• **SOURCE TEXT**
>> start

Standard Test Method for Molecular Weight Cutoff Evaluation of Flat Sheet Ultrafiltration Membranes (Withdrawn 2010)

Standard Test Method for Molecular Weight Cutoff Evaluation of Flat Sheet Ultrafiltration Membranes (Withdrawn 2010)

SIGNIFICANCE AND USE
This test method provides a convenient, rapid, reproducible method of comparing the intrinsic properties of ultrafiltration membranes. The use of nonfouling dextrans allows a direct comparison of membranes without interference from materials that may foul one membrane and not affect another. The degree of correlation between this test and actual performance on a commercial feed stream has not been completely established; however, a membrane can be exposed to the fouling solution in question and then the effect of that foulant determined by then running the test and comparing to the results on an appropriate unfouled membrane. It should be made clear that this test method does not substitute for the actual testing of a commercial or experimental membrane on a feed stream of interest. The low transmembrane pressures, lack of adsorption of the test permeants onto the membrane, and low recovery/pass are intended to eliminate interferences such as polarization and fouling that mask the properties of the membrane. It is likely that any system operated in a commercial fashion will experience fouling, adsorption, and polarization to some degree as well as a “compaction” phenomenon over the first several h of operation.
SCOPE
1.1 This test method covers the evaluation of the molecular weight cutoff of flat sheet ultrafiltration membranes with cutoffs between 4500 and 1000000 daltons. The nonadsorbing characteristics of the test penetrant utilized by this test method permit the test to be performed on a wide variety of membrane substrates, excluding those which strongly adsorb dextran, from highly hydrophilic to highly hydrophobic. This test method is not applicable for microfiltration membranes with pore sizes of 0.01 µm or larger, nor for reverse osmosis or dialysis membranes with less than 4500 molecular weight cutoff. (It is possible that this test method could be modified to expand the range from 100 to 2 000 000 daltons.) This test method is not applicable to membrane materials that strongly adsorb dextrans since these materials will potentially change the value of the measured molecular weight cutoff and hence will invalidate the test results.

>> end

• **EXERCISES**
1. According to the ultrafiltration membrane test method, what phenomena is any system operated in a commercial fashion likely to experience? List them all.
2. In the ultrafiltration membrane test method, what range of molecular weight cutoffs does the method cover for flat sheet ultrafiltration membranes?

• **Data extracted from a collection**
>> start

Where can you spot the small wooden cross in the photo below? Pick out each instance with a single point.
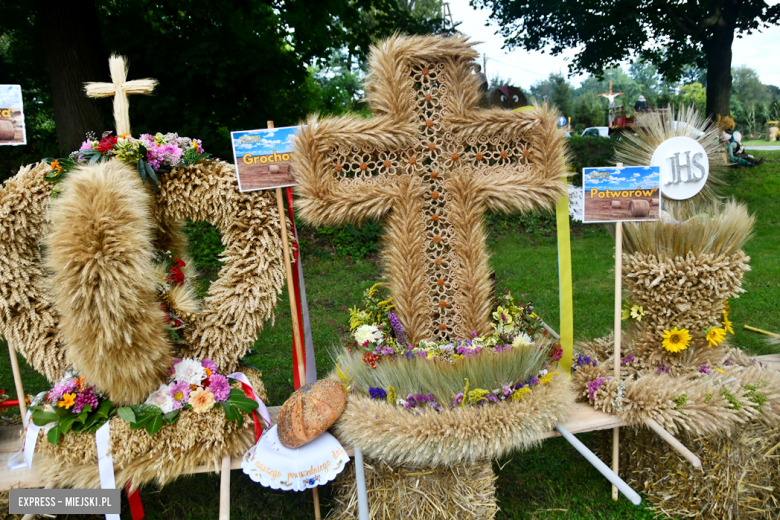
(431, 164)
(120, 88)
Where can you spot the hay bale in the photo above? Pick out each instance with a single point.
(6, 130)
(639, 208)
(461, 492)
(739, 478)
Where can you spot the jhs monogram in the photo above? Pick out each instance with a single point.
(691, 164)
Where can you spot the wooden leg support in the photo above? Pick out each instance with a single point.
(674, 443)
(224, 490)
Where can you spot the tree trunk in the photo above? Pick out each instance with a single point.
(75, 54)
(718, 50)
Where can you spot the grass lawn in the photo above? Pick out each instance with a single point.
(760, 142)
(552, 481)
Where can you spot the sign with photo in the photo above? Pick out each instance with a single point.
(262, 158)
(12, 131)
(621, 194)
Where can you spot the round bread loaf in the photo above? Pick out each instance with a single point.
(310, 411)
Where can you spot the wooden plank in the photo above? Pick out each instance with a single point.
(10, 438)
(585, 418)
(17, 478)
(773, 360)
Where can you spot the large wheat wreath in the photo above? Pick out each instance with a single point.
(52, 327)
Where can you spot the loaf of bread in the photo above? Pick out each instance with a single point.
(310, 411)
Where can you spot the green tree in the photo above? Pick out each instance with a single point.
(667, 33)
(222, 66)
(748, 88)
(556, 91)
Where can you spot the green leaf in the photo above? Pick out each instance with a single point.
(104, 409)
(141, 170)
(41, 418)
(171, 417)
(54, 435)
(154, 425)
(152, 176)
(126, 413)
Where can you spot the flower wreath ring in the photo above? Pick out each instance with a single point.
(229, 318)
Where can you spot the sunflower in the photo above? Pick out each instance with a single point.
(676, 340)
(715, 335)
(727, 324)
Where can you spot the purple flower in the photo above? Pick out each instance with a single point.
(398, 329)
(593, 387)
(220, 387)
(207, 363)
(83, 399)
(63, 387)
(377, 393)
(181, 394)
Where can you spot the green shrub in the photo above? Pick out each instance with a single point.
(589, 152)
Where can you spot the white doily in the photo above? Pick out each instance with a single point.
(314, 464)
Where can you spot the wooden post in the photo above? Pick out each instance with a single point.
(618, 326)
(18, 383)
(224, 489)
(301, 368)
(618, 330)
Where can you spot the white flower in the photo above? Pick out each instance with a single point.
(370, 333)
(190, 371)
(161, 399)
(522, 340)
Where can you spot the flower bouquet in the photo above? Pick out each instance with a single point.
(506, 365)
(150, 154)
(193, 385)
(72, 404)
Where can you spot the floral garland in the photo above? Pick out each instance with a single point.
(192, 385)
(150, 154)
(74, 405)
(377, 333)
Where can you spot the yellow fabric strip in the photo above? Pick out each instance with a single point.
(564, 282)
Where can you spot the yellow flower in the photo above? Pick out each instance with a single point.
(68, 400)
(715, 335)
(727, 324)
(201, 400)
(676, 340)
(478, 395)
(518, 394)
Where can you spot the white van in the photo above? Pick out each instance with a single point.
(595, 131)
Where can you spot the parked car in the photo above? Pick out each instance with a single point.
(595, 131)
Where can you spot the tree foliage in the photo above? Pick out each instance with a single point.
(222, 66)
(666, 33)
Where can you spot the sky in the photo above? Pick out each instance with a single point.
(758, 51)
(631, 177)
(10, 97)
(268, 140)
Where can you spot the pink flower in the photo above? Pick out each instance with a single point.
(180, 392)
(219, 387)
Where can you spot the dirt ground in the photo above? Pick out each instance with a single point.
(258, 176)
(600, 210)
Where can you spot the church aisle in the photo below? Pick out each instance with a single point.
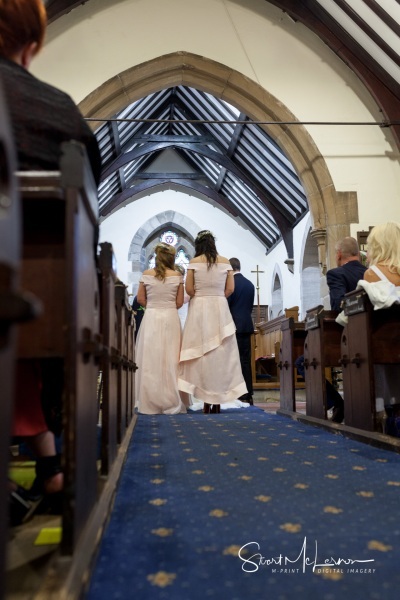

>> end

• **RESULTS**
1. Fouling, adsorption, polarization, and a "compaction" phenomenon over the first several hours of operation.

2. Cutoffs between 4500 and 1000000 daltons.